## Begin Provided records
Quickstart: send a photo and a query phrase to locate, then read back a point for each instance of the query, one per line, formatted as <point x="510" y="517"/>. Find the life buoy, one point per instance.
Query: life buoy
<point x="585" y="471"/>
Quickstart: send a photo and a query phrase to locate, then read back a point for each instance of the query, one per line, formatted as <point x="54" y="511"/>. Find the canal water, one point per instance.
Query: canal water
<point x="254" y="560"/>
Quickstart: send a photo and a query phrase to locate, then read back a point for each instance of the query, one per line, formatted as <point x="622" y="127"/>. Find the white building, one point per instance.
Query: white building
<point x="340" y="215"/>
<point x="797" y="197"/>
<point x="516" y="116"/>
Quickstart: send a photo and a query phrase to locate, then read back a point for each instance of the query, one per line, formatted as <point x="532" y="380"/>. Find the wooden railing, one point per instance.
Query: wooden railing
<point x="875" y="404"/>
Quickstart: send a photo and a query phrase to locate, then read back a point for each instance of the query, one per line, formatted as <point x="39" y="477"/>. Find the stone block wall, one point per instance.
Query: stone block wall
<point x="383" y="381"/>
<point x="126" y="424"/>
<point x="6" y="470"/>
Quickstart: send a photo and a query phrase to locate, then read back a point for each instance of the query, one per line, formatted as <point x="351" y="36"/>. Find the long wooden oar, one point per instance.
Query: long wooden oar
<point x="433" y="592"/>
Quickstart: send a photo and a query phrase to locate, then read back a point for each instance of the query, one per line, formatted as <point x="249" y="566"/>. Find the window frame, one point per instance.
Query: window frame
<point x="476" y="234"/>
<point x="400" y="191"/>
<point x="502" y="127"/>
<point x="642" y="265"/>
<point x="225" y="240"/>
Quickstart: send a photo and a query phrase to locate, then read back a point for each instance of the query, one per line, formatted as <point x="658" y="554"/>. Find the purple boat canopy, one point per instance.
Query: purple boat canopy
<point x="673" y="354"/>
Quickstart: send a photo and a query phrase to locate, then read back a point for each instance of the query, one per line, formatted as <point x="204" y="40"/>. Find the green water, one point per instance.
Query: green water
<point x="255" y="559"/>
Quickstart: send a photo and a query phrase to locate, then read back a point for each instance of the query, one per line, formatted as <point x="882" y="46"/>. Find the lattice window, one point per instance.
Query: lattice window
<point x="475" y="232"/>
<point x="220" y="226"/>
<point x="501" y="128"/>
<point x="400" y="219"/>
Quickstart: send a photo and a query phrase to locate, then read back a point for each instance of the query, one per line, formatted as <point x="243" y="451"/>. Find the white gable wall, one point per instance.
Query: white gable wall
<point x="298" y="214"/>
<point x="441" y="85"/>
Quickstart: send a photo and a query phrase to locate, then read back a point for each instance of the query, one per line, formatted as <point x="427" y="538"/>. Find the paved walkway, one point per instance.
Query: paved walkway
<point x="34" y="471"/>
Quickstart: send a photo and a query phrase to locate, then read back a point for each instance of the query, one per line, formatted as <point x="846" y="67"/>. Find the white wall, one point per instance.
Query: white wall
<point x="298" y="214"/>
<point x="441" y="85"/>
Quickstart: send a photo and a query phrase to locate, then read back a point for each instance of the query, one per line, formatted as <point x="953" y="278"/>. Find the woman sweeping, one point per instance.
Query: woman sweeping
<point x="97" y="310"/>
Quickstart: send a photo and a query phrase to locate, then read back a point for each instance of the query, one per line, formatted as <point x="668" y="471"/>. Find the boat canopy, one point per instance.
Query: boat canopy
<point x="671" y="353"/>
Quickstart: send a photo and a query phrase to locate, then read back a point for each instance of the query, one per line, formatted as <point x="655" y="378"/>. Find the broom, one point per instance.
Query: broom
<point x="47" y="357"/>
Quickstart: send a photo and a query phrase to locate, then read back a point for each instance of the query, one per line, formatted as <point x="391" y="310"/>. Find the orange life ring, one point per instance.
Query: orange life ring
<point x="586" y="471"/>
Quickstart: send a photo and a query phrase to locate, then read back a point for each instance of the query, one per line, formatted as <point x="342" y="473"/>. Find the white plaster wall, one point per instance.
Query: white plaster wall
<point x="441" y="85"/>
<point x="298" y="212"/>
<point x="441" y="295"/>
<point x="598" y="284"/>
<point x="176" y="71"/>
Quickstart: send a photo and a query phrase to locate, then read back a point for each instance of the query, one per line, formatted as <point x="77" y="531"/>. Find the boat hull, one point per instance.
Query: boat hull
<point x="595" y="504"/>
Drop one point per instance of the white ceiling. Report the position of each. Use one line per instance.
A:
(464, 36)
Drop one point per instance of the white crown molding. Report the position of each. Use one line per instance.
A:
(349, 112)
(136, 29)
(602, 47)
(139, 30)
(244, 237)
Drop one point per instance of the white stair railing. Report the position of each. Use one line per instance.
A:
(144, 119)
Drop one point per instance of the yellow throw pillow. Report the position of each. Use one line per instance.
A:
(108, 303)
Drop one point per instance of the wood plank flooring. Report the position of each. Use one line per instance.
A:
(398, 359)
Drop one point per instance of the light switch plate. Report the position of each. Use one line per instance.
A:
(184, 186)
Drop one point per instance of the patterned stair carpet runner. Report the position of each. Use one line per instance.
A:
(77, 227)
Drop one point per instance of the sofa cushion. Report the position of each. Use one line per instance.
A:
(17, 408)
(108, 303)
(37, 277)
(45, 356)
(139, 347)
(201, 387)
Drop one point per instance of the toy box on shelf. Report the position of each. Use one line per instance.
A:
## End Provided records
◆ What to do
Convert the entries from the line containing "Drop one point per instance of the light" through the end of the entries into a Markdown table with two columns, Row and Line, leaving out blank lines.

◆ Output of the task
| Row | Line |
|---|---|
| 1 | Drop one point per instance of the light switch plate. Report the position of each. Use one line per instance. |
| 2 | A: |
| 3 | (184, 186) |
| 4 | Drop one point per instance of the patterned stair carpet runner. Report the position of each. Use one line per instance. |
| 5 | A: |
| 6 | (77, 227) |
| 7 | Drop one point per instance of the sofa cushion. Report the position of each. Use one line per instance. |
| 8 | A: |
| 9 | (17, 408) |
| 10 | (108, 303) |
| 11 | (37, 277) |
| 12 | (45, 356) |
| 13 | (139, 347) |
| 14 | (201, 387) |
| 15 | Drop one point per instance of the toy box on shelf. Report the position of each. Use one line per instance. |
| 16 | A: |